• Data listing:
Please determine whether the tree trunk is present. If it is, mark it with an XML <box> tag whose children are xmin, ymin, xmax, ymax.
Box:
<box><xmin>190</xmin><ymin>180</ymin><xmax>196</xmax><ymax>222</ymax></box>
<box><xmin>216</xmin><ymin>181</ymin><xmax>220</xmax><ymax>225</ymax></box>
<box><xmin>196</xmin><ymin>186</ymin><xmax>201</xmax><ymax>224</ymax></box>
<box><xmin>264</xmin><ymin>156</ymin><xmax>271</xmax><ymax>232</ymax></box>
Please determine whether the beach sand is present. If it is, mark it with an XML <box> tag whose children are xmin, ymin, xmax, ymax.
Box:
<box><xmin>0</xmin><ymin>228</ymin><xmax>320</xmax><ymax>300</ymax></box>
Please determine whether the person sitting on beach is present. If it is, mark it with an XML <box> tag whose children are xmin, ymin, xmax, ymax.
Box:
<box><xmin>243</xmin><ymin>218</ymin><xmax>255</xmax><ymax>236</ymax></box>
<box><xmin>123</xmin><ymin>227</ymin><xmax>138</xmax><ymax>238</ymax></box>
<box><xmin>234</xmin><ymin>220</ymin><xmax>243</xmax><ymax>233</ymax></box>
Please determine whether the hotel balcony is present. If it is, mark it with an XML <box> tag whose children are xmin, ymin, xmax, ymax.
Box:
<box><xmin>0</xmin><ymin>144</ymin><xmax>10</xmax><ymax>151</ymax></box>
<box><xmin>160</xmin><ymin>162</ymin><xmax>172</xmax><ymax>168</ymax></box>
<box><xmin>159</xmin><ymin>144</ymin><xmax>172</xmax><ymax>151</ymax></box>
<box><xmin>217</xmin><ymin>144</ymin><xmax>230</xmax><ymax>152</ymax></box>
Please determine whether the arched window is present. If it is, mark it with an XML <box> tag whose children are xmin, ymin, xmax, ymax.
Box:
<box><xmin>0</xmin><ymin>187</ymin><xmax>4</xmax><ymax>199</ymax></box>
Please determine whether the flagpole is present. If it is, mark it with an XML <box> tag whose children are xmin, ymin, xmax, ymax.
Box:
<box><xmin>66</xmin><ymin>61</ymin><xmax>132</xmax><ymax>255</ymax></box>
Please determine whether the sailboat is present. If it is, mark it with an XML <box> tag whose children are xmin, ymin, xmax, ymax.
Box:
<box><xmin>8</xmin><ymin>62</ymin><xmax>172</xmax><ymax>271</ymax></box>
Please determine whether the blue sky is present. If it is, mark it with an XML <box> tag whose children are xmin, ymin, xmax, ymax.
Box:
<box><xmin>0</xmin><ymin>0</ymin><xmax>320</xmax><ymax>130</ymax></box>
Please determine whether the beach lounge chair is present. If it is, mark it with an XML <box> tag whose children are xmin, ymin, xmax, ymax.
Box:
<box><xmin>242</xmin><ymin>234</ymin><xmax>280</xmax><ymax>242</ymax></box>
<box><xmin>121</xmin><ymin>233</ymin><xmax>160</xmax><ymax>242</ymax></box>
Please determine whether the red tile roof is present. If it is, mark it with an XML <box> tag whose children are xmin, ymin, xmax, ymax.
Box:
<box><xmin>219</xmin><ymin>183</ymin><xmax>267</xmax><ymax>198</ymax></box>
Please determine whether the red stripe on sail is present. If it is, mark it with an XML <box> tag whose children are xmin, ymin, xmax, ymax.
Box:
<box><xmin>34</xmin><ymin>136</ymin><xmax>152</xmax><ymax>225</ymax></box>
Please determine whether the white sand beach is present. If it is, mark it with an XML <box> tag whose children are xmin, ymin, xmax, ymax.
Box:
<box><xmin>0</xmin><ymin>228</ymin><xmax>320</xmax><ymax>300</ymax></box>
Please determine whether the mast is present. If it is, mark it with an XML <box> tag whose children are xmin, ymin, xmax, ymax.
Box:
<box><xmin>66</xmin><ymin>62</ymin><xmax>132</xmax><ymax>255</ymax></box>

• Given exercise: Copy the records above word for word.

• The solution:
Please determine whether the tree trunk is present. If it is, mark it with an XML <box> tag whose children are xmin, ymin, xmax, ymax.
Box:
<box><xmin>190</xmin><ymin>180</ymin><xmax>196</xmax><ymax>222</ymax></box>
<box><xmin>216</xmin><ymin>181</ymin><xmax>220</xmax><ymax>225</ymax></box>
<box><xmin>196</xmin><ymin>186</ymin><xmax>201</xmax><ymax>224</ymax></box>
<box><xmin>264</xmin><ymin>156</ymin><xmax>271</xmax><ymax>232</ymax></box>
Please determine whether the beach sand is present. If it is, mark it with an XML <box> tag whose children are xmin, ymin, xmax, ymax.
Box:
<box><xmin>0</xmin><ymin>228</ymin><xmax>320</xmax><ymax>300</ymax></box>
Please determine whether the person sitting on beach is present. If it is, mark it with an XML <box> tag whose children are xmin, ymin, xmax, ymax.
Box:
<box><xmin>243</xmin><ymin>218</ymin><xmax>255</xmax><ymax>236</ymax></box>
<box><xmin>123</xmin><ymin>227</ymin><xmax>138</xmax><ymax>238</ymax></box>
<box><xmin>234</xmin><ymin>220</ymin><xmax>243</xmax><ymax>233</ymax></box>
Please determine whether the hotel balcony is present. If it is, mark it with an XML <box> tag whose children are xmin, ymin, xmax, ymax.
Box:
<box><xmin>0</xmin><ymin>144</ymin><xmax>10</xmax><ymax>151</ymax></box>
<box><xmin>160</xmin><ymin>162</ymin><xmax>172</xmax><ymax>168</ymax></box>
<box><xmin>159</xmin><ymin>144</ymin><xmax>172</xmax><ymax>151</ymax></box>
<box><xmin>217</xmin><ymin>144</ymin><xmax>230</xmax><ymax>152</ymax></box>
Please determine whether the arched window is present. If it is, mark it with an XML <box> tag whose children are xmin, ymin, xmax, ymax.
Box:
<box><xmin>0</xmin><ymin>187</ymin><xmax>4</xmax><ymax>199</ymax></box>
Please determine whether the flagpole is present. If it is, mark it with an XML <box> tag whose children are xmin, ymin, xmax, ymax.
Box:
<box><xmin>66</xmin><ymin>61</ymin><xmax>132</xmax><ymax>255</ymax></box>
Please determine whether the sailboat is present. If it is, mark it with an XML <box> tag whose children are xmin, ymin, xmax, ymax.
Box:
<box><xmin>8</xmin><ymin>62</ymin><xmax>172</xmax><ymax>271</ymax></box>
Please determine whether the blue sky is present. If it is, mark it with an XML <box> tag whose children are xmin, ymin, xmax, ymax.
Box:
<box><xmin>0</xmin><ymin>0</ymin><xmax>320</xmax><ymax>130</ymax></box>
Please determine whether the beach lounge chair is present. If it is, mark it with an XML <box> tag whose children are xmin, ymin, xmax, ymax.
Box:
<box><xmin>242</xmin><ymin>234</ymin><xmax>280</xmax><ymax>242</ymax></box>
<box><xmin>121</xmin><ymin>233</ymin><xmax>160</xmax><ymax>242</ymax></box>
Please determine whether the red tile roof is present. If it is, mark it with an XML <box> tag whose children are xmin, ymin, xmax, ymax.
Box:
<box><xmin>219</xmin><ymin>183</ymin><xmax>267</xmax><ymax>198</ymax></box>
Please determine whether the red stripe on sail is present. If it is, mark it with an XML <box> tag whose children are xmin, ymin, xmax, ymax.
Box:
<box><xmin>34</xmin><ymin>136</ymin><xmax>152</xmax><ymax>225</ymax></box>
Please determine whether the white sand beach is present. If it is, mark it with an XML <box> tag whose children are xmin, ymin, xmax, ymax.
Box:
<box><xmin>0</xmin><ymin>228</ymin><xmax>320</xmax><ymax>300</ymax></box>
Please determine whether the mast is present. If it is, mark it with an XML <box> tag whose children are xmin, ymin, xmax, ymax.
Box:
<box><xmin>66</xmin><ymin>62</ymin><xmax>132</xmax><ymax>255</ymax></box>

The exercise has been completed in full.